* BEGIN Selection *

Skip to Content
DocsAI AgentsPython RL Training System

Python RL Training System

Complete reinforcement learning training system for Babylon autonomous agents using continuous MMO-style training.

Overview

The Python RL training system enables continuous learning from live agent gameplay:

  • Continuous Collection: Agents generate training data 24/7
  • Automated Training: GRPO/RULER training runs automatically
  • Live Deployment: Updated models deploy without downtime
  • MMO-Style: Multiple agents learn together, share experiences

Based on: OpenPipe GRPO, Stanford RULER architecture

Status: Production Ready - Complete automation pipeline

Architecture

Continuous Learning Loop

  1. Agents Play: Autonomous agents interact with Babylon
  2. Data Collection: Decisions recorded via trajectory logger
  3. Windowed Batching: Group by time windows (1-hour default)

* END Selection *
* BEGIN Entries supplied *

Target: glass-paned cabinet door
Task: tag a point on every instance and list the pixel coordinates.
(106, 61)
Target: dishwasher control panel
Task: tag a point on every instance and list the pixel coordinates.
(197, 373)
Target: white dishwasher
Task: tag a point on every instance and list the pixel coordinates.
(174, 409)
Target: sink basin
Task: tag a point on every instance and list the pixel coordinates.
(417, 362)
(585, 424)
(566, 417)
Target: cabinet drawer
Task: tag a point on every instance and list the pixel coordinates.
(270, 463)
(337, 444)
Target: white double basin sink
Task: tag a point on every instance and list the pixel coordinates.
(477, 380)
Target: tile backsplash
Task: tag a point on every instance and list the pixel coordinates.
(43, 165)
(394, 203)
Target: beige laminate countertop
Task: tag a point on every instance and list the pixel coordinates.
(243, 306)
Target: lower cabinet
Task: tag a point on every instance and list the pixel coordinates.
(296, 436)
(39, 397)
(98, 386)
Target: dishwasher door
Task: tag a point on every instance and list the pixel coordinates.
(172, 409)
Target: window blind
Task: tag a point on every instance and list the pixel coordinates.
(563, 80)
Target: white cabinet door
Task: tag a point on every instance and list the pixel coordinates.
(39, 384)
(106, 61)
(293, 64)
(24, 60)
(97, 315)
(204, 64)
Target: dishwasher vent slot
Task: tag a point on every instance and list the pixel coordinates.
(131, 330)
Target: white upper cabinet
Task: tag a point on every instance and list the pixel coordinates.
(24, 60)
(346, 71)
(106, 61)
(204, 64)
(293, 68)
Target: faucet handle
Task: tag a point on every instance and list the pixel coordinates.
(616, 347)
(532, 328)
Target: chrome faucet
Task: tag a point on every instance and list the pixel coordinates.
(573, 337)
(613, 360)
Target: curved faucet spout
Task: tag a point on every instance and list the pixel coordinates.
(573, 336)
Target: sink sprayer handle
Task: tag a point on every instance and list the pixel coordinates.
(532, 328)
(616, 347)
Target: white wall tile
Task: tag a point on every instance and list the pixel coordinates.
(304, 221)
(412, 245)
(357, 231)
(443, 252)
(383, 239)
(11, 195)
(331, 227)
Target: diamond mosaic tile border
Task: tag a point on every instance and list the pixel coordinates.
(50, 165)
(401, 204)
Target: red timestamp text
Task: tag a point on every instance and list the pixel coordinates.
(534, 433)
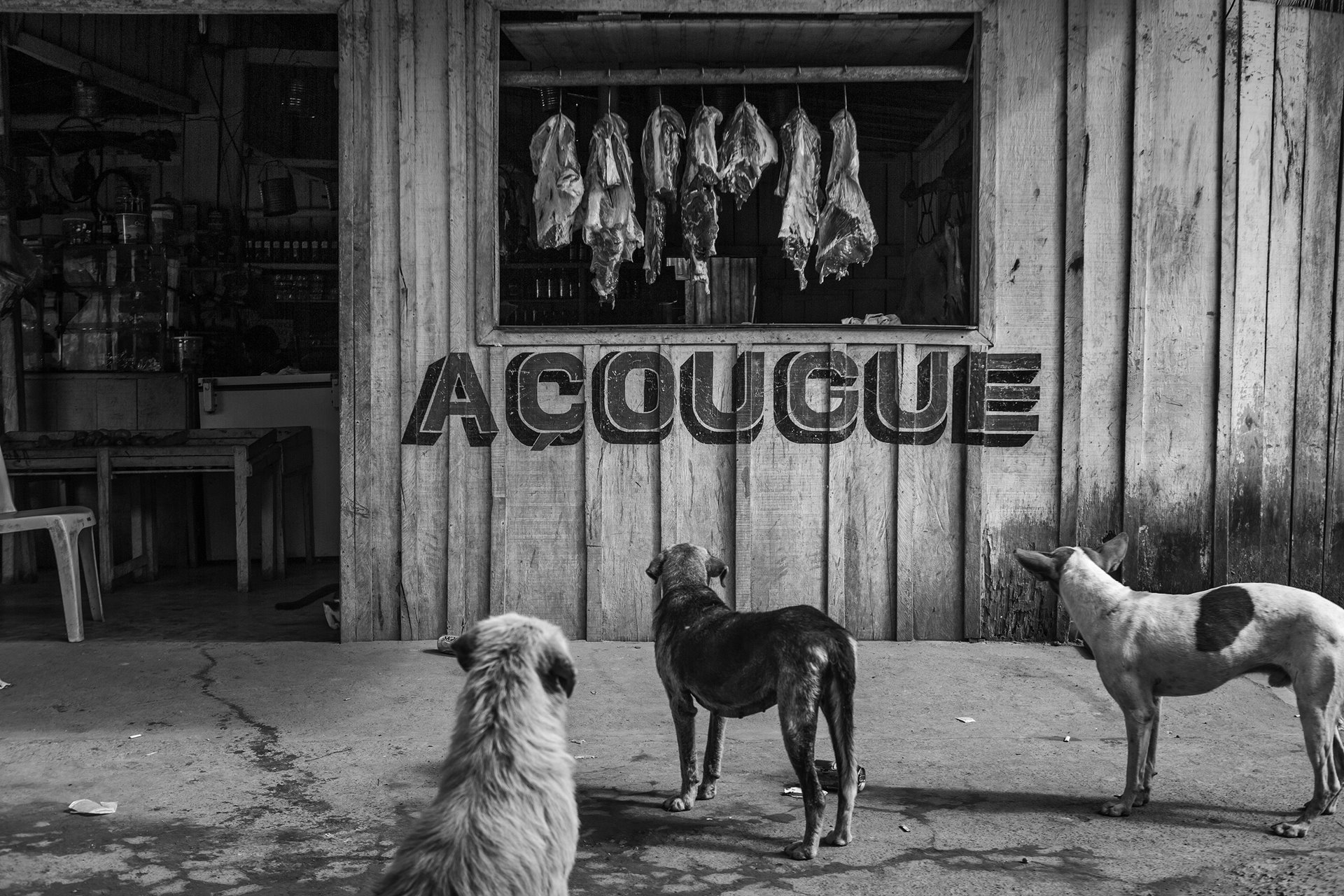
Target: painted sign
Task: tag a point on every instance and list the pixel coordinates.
(820, 397)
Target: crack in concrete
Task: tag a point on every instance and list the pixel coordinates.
(265, 751)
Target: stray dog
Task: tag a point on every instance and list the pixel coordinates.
(1154, 645)
(505, 821)
(738, 664)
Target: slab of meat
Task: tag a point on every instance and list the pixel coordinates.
(662, 155)
(844, 234)
(748, 147)
(609, 225)
(800, 176)
(699, 202)
(559, 186)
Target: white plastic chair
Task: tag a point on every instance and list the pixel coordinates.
(71, 533)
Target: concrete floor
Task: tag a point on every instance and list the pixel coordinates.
(288, 767)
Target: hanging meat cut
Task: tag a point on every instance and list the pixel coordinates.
(559, 186)
(609, 225)
(844, 234)
(748, 147)
(662, 155)
(800, 176)
(699, 202)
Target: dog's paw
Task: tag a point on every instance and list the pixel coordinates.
(1289, 830)
(1116, 809)
(836, 839)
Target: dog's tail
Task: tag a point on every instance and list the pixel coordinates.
(838, 684)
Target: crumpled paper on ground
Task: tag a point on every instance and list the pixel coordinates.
(90, 808)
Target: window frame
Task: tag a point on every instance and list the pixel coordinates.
(489, 332)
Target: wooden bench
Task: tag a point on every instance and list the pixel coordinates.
(273, 454)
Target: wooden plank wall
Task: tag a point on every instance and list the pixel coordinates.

* END Entries supplied *

▸ **Required work**: Write out the Python RL training system page word for word, starting at "1. Agents Play: Autonomous" and ending at "windows (1-hour default)".

▸ **Solution below**:
1. Agents Play: Autonomous agents interact with Babylon
  2. Data Collection: Decisions recorded via trajectory logger
  3. Windowed Batching: Group by time windows (1-hour default)